:: Aim ::
Write each line exactly, from the line that holds "Please place a point on the crusty" through the final line of the material, and no other line.

:: Raw records ::

========================

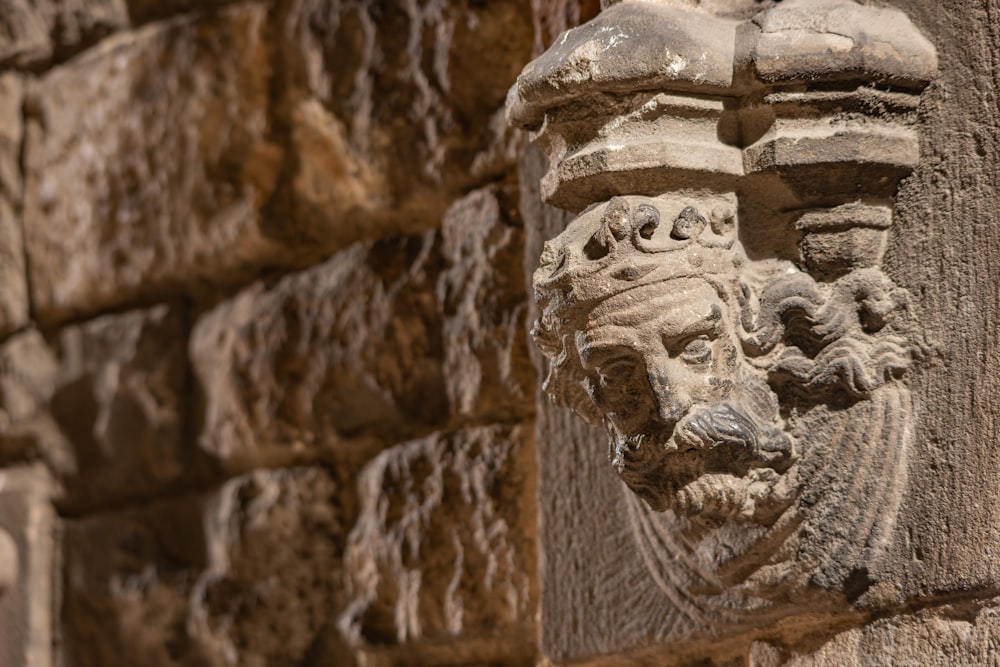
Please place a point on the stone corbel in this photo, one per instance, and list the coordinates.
(719, 305)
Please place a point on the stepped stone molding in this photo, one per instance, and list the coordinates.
(719, 304)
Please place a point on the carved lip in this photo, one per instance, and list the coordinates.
(719, 442)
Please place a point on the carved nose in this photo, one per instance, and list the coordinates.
(670, 404)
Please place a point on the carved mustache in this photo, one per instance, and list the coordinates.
(718, 438)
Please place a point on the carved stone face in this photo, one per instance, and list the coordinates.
(692, 427)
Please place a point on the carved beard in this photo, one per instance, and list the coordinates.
(717, 463)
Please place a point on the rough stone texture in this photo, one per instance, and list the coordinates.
(443, 546)
(381, 343)
(486, 368)
(935, 548)
(106, 405)
(329, 360)
(147, 162)
(354, 121)
(34, 32)
(958, 633)
(248, 575)
(390, 115)
(27, 525)
(14, 296)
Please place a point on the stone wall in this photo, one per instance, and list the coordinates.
(267, 395)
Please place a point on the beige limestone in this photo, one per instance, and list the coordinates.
(34, 32)
(245, 575)
(105, 405)
(28, 529)
(14, 296)
(383, 342)
(335, 360)
(442, 547)
(135, 183)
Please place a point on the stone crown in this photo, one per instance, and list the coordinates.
(622, 245)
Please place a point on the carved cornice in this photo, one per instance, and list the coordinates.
(719, 305)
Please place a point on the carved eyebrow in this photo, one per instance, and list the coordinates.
(600, 354)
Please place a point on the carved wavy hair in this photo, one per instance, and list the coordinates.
(849, 337)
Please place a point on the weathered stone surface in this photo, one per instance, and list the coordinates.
(805, 40)
(147, 162)
(394, 110)
(939, 541)
(248, 575)
(33, 32)
(381, 343)
(627, 47)
(958, 633)
(27, 568)
(105, 405)
(14, 290)
(481, 293)
(326, 359)
(443, 548)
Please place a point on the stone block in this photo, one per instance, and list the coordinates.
(246, 575)
(34, 32)
(331, 359)
(487, 371)
(394, 111)
(961, 632)
(27, 568)
(384, 342)
(147, 161)
(105, 405)
(443, 549)
(14, 290)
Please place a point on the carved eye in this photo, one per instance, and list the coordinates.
(616, 372)
(697, 350)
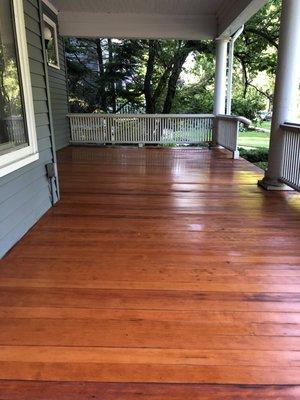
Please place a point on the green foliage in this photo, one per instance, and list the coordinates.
(108, 74)
(249, 105)
(254, 155)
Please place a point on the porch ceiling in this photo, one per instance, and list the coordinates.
(174, 19)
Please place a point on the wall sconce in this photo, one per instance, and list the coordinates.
(47, 36)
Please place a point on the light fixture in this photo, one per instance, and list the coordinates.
(47, 35)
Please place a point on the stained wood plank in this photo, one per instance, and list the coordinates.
(158, 267)
(133, 391)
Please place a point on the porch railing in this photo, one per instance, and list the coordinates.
(226, 132)
(141, 128)
(291, 155)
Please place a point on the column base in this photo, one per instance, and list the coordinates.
(270, 184)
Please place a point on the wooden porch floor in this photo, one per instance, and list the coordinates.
(161, 274)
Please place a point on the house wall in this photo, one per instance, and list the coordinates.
(25, 193)
(58, 92)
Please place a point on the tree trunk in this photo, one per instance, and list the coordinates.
(150, 106)
(112, 76)
(179, 60)
(101, 93)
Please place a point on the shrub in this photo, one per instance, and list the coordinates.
(258, 157)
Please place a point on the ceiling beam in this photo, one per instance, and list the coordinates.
(148, 26)
(232, 15)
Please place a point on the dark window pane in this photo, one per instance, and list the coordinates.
(13, 134)
(51, 45)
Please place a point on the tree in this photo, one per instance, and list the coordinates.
(107, 75)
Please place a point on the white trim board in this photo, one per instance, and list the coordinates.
(14, 160)
(50, 6)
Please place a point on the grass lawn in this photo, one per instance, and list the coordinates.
(254, 139)
(254, 145)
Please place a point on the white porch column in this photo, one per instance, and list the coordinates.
(286, 88)
(220, 82)
(220, 76)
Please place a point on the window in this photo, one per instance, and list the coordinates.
(50, 33)
(18, 144)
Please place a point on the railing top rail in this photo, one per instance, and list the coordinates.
(291, 126)
(141, 115)
(236, 118)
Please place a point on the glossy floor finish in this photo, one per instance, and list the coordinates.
(161, 274)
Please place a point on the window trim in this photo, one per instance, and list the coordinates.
(19, 158)
(52, 23)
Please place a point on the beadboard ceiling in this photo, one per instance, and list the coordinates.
(174, 19)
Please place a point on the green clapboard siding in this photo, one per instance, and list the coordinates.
(25, 194)
(58, 92)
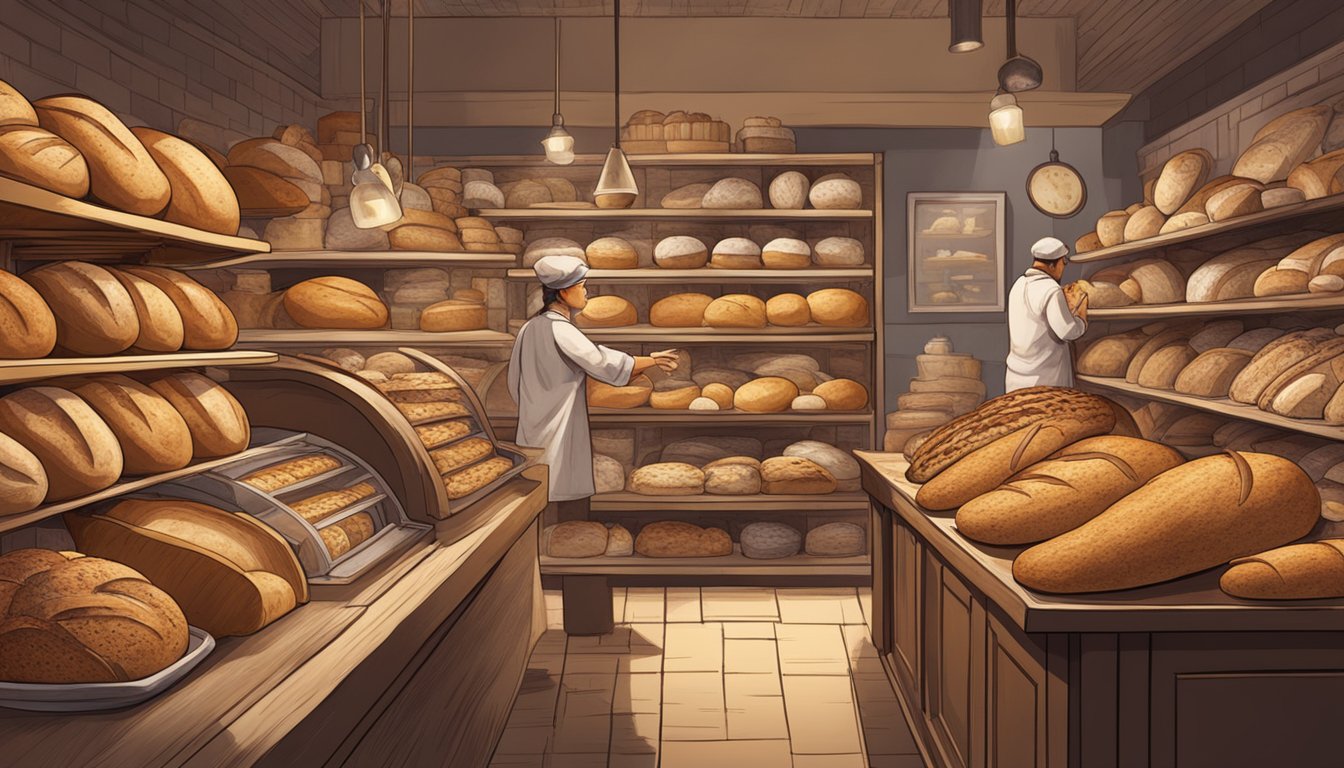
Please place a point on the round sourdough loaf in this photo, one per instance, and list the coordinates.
(207, 323)
(94, 314)
(121, 172)
(27, 326)
(24, 483)
(43, 159)
(766, 394)
(335, 303)
(77, 449)
(217, 420)
(152, 435)
(606, 312)
(788, 310)
(769, 540)
(200, 195)
(679, 310)
(680, 252)
(789, 191)
(667, 479)
(735, 311)
(612, 253)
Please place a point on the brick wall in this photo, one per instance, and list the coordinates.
(170, 69)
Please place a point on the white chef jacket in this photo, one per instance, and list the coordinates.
(1039, 330)
(546, 377)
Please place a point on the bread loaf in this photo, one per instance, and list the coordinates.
(94, 314)
(230, 573)
(1198, 515)
(671, 538)
(121, 172)
(217, 421)
(1063, 491)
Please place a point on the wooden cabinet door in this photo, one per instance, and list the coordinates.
(953, 671)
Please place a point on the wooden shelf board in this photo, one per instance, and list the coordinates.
(34, 215)
(382, 336)
(1323, 211)
(16, 371)
(1221, 406)
(1269, 305)
(370, 258)
(672, 214)
(626, 502)
(712, 276)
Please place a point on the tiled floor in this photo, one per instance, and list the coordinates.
(711, 678)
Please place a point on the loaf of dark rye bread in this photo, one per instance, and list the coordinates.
(1077, 414)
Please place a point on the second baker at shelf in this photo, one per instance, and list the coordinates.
(546, 375)
(1042, 320)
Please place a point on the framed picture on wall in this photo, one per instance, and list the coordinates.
(956, 252)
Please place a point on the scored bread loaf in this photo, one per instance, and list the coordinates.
(1194, 517)
(1063, 491)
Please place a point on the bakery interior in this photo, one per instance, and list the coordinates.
(262, 269)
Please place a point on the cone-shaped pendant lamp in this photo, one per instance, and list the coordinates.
(616, 187)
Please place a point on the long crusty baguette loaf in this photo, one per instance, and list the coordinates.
(1063, 491)
(1198, 515)
(1293, 572)
(1073, 413)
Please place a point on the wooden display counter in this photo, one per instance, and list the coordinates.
(1176, 674)
(414, 666)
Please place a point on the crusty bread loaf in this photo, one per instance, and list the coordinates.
(121, 172)
(218, 423)
(1196, 515)
(94, 314)
(1073, 413)
(1063, 491)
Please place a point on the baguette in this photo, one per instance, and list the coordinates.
(1194, 517)
(1063, 491)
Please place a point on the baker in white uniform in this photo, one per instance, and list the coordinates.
(546, 377)
(1042, 322)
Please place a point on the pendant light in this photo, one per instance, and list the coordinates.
(371, 202)
(616, 187)
(965, 26)
(558, 143)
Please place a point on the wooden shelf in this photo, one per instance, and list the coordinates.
(674, 214)
(382, 336)
(18, 371)
(1221, 406)
(39, 222)
(1325, 213)
(773, 335)
(626, 502)
(366, 258)
(1269, 305)
(712, 276)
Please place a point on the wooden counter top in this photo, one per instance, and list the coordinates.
(1191, 604)
(252, 692)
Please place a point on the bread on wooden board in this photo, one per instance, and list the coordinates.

========================

:: Correct result ::
Please place a point on the crusty bread loaf in this photo, one per instance, and list the coordinates.
(121, 172)
(218, 423)
(1196, 515)
(94, 314)
(1073, 413)
(1063, 491)
Please place a point on the baguette in this photo, one per instance, and list the coordinates.
(1194, 517)
(1063, 491)
Please place a point on the baker in white uniform in this photo, one per instance, and list the coordinates.
(546, 377)
(1042, 322)
Please place a point on the pendant light in this photo, one per instance, and list the coordinates.
(371, 202)
(616, 187)
(965, 26)
(558, 143)
Please place a point on the wooden shelf in this photo, one per instance, and list the coordinates.
(674, 214)
(382, 336)
(18, 371)
(1221, 406)
(39, 222)
(1325, 213)
(773, 335)
(626, 502)
(366, 258)
(1269, 305)
(712, 276)
Please place a point on the wooden counter top in this photo, one per instance, and list the coordinates.
(1191, 604)
(252, 692)
Please place a point on the bread on wooden board in this photo, one per instance, and list the coordinates.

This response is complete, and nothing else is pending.